Text passage:
_____

Charities losing nearly £2bn a year in VAT, warns report

Irrecoverable VAT is costing charities £1.8bn a year, according to research commissioned by the Charity Tax Group.

According to the group, the findings highlight the importance of VAT reliefs and exemptions for the charity sector.

It is calling on the government to introduce a new special charity VAT rate on purchases to go alongside existing reductions, zero rates and other social exemptions.

The research report Charities and VAT: an evaluation found that currently the total tax contribution made by charities amounts to £10.12bn a year and the current VAT reliefs on purchases amount to £0.8bn.

Charities benefit from some important reliefs, but also incur significant irrecoverable VAT,” said Charity Tax Group chair John Hemming.

“There are both opportunities and risks for the sector as we need to protect the reliefs that we currently have and we also need help with the increasing cost of irrecoverable VAT.

“For too long, VAT has been a burden on charitable activity: we have looked at ways to solve the problem and are proposing the introduction of a special VAT rate for charity purchases.

_____

Tasks and exercises:
a – In the article on charities and VAT, what total annual tax contribution do charities make?
b – Continue the article on charities and VAT from where it stops.

Excerpted records:
_____

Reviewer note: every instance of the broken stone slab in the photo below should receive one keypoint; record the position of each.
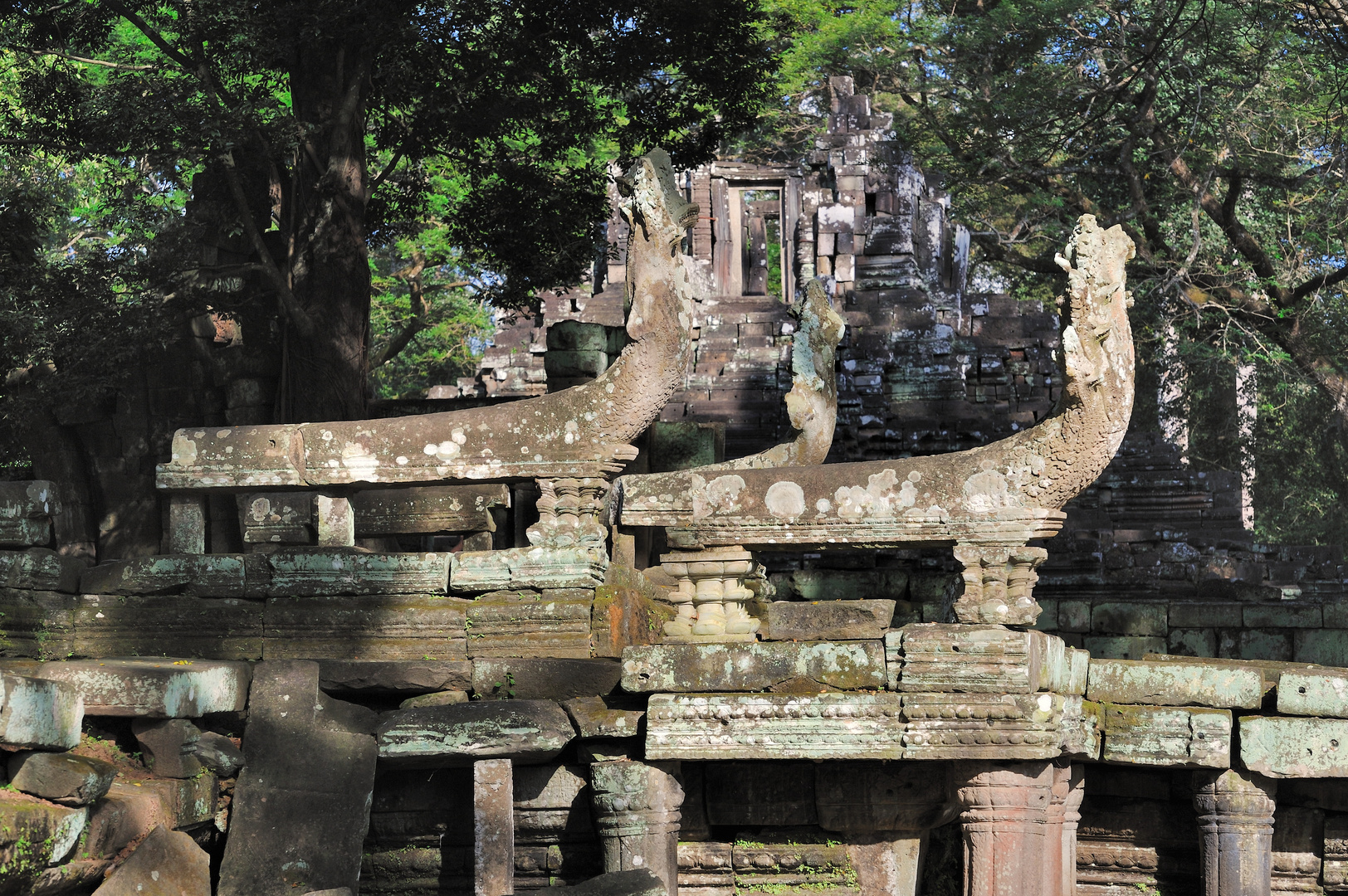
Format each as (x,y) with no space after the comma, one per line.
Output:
(394,677)
(196,574)
(458,734)
(374,627)
(1282,747)
(774,727)
(218,753)
(26,511)
(935,656)
(300,803)
(37,713)
(164,864)
(529,567)
(1183,738)
(39,569)
(154,688)
(781,666)
(1321,691)
(827,620)
(609,716)
(1196,684)
(545,679)
(61,777)
(38,624)
(526,623)
(168,745)
(36,835)
(994,727)
(315,572)
(110,626)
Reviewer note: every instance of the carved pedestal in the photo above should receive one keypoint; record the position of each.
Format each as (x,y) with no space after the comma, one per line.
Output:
(1006,827)
(1062,816)
(637,814)
(568,514)
(1235,831)
(711,596)
(999,584)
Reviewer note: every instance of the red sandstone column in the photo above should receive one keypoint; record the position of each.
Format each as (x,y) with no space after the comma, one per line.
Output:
(1006,827)
(1235,831)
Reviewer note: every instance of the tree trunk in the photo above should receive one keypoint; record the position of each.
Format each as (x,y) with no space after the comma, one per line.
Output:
(326,356)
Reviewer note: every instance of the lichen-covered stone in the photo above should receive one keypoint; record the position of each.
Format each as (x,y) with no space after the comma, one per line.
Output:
(1166,736)
(162,688)
(774,727)
(529,567)
(374,627)
(37,713)
(1173,684)
(1294,747)
(460,734)
(827,620)
(801,667)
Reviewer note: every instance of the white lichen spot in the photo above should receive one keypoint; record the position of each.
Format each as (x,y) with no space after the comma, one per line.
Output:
(784,500)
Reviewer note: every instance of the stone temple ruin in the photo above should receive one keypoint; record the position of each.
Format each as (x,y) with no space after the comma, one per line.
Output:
(647,669)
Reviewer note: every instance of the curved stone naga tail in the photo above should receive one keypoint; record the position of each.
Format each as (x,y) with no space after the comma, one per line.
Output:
(813,402)
(987,501)
(581,431)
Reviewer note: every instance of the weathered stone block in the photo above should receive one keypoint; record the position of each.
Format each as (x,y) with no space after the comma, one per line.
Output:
(37,713)
(37,624)
(1326,647)
(1282,616)
(1205,615)
(61,777)
(926,656)
(1294,747)
(529,624)
(529,567)
(154,688)
(609,716)
(197,574)
(1123,647)
(774,727)
(1166,736)
(545,679)
(332,570)
(835,620)
(395,677)
(803,667)
(1175,684)
(26,511)
(375,627)
(164,864)
(1129,617)
(175,626)
(41,569)
(458,734)
(1320,691)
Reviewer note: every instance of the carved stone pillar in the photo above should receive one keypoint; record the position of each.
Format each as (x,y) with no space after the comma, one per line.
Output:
(1235,831)
(712,595)
(637,814)
(1006,827)
(998,584)
(1062,816)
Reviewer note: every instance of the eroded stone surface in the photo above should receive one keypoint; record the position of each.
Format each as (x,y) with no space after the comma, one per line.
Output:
(458,734)
(806,667)
(1175,684)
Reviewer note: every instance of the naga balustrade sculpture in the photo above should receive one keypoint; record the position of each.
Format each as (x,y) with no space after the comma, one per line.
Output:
(989,503)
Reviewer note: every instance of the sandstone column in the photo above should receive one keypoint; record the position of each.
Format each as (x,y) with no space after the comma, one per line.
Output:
(637,813)
(1062,816)
(1006,827)
(1235,831)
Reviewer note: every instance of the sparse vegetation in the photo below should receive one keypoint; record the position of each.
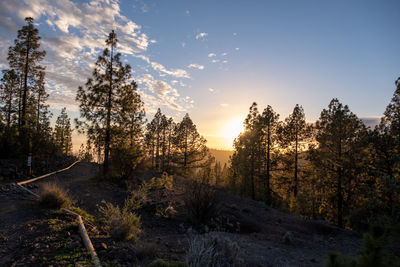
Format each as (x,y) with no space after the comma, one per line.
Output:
(53,196)
(212,249)
(373,253)
(201,202)
(163,263)
(121,224)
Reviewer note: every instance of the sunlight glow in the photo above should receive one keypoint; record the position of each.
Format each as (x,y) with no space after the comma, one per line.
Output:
(232,128)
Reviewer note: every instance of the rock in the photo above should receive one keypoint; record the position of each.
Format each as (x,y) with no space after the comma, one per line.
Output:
(103,245)
(288,238)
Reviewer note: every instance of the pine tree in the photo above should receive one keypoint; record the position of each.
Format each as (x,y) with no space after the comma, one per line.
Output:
(190,149)
(24,57)
(269,123)
(108,100)
(385,158)
(339,134)
(249,156)
(63,133)
(294,135)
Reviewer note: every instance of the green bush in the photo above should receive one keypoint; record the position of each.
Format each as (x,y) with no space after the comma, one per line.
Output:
(201,202)
(373,253)
(120,224)
(53,197)
(213,249)
(163,263)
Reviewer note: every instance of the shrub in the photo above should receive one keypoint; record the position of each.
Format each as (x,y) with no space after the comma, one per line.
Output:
(120,224)
(146,251)
(53,197)
(212,250)
(201,202)
(163,263)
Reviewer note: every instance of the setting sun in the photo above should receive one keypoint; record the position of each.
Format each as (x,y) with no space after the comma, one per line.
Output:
(232,128)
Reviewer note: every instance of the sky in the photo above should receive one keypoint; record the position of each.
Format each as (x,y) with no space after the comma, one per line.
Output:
(212,59)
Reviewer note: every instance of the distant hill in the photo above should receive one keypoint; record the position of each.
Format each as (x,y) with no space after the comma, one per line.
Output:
(221,155)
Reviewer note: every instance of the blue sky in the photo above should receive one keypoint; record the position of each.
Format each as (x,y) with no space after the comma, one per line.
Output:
(212,59)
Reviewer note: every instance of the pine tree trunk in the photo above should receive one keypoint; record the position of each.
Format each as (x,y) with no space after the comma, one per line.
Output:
(108,120)
(339,189)
(268,178)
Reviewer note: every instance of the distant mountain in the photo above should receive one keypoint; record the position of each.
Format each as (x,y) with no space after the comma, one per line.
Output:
(221,155)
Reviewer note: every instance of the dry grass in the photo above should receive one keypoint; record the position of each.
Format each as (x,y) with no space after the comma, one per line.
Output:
(201,201)
(212,249)
(52,196)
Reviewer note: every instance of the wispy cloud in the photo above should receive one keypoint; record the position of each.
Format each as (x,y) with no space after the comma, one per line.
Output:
(201,35)
(75,39)
(196,66)
(174,72)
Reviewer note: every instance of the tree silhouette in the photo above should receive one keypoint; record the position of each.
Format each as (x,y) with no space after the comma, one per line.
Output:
(294,135)
(63,133)
(339,134)
(109,102)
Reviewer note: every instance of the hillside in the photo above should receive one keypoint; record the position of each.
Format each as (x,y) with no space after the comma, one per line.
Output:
(221,155)
(261,235)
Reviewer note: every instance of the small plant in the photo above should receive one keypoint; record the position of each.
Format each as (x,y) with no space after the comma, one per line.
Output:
(212,250)
(201,202)
(53,197)
(373,253)
(146,251)
(121,224)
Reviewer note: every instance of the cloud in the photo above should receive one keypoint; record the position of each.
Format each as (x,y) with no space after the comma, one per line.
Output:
(161,92)
(201,35)
(76,36)
(196,66)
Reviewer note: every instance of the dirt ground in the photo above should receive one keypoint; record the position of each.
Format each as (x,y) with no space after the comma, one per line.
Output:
(30,236)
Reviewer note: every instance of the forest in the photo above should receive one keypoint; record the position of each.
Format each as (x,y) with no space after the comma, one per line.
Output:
(335,169)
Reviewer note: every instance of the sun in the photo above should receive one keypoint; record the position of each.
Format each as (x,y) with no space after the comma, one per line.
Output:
(232,128)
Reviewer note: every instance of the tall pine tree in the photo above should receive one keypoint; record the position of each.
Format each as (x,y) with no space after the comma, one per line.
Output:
(339,134)
(108,99)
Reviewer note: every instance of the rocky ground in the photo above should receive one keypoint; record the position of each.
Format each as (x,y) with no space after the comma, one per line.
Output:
(262,236)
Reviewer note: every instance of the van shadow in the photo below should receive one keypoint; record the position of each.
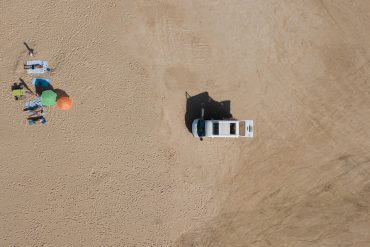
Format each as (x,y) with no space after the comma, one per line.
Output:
(212,109)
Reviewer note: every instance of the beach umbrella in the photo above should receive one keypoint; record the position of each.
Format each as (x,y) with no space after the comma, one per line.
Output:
(48,98)
(64,103)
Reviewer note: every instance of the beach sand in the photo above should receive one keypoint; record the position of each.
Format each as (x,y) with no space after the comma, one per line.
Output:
(121,168)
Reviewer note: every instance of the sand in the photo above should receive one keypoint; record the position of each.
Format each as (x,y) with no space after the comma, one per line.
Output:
(122,169)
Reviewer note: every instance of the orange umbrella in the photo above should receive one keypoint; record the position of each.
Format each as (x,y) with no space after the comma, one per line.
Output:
(64,103)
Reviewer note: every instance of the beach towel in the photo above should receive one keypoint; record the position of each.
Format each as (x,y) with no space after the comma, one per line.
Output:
(33,104)
(35,70)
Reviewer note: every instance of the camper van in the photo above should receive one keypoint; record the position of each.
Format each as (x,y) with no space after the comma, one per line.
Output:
(222,128)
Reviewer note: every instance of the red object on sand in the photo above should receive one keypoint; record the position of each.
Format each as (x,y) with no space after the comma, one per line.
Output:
(64,103)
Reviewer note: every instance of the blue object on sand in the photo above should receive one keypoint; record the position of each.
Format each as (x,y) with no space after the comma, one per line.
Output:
(41,82)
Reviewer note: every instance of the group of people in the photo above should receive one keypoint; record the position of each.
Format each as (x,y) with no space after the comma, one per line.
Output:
(44,95)
(33,106)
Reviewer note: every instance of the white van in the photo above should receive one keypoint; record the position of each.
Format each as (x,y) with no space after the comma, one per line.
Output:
(222,128)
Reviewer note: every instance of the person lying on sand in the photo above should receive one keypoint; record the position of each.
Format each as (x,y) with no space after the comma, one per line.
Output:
(33,66)
(36,120)
(36,112)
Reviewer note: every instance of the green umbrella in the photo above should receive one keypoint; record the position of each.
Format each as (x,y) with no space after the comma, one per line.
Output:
(48,98)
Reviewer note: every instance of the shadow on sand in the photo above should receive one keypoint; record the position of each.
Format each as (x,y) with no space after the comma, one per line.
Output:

_____

List of answers:
a – £10.12bn a year.

b –
“This would result in significant VAT savings for all charities and free up funds for essential services. This is a clear and practical solution to address this problem and support the valuable work UK charities are doing on behalf of us all.”

The report was compiled by consultancy London Economics. Its associate director Rohit Ladher added: “As charities face unprecedented challenges (not least due to the ongoing COVID-19 crisis) and opportunities (for example with the UK’s departure from the EU), it is important to remind ourselves of the value generated by charities in the UK.

“While charities benefit from certain tax reliefs and exemptions, this study highlights the significant tax burden they continue to face.”

The Charity Tax Group will be submitting its proposal for a special charity VAT rate on purchases to the Treasury Select Committee Inquiry on Tax after Coronavirus.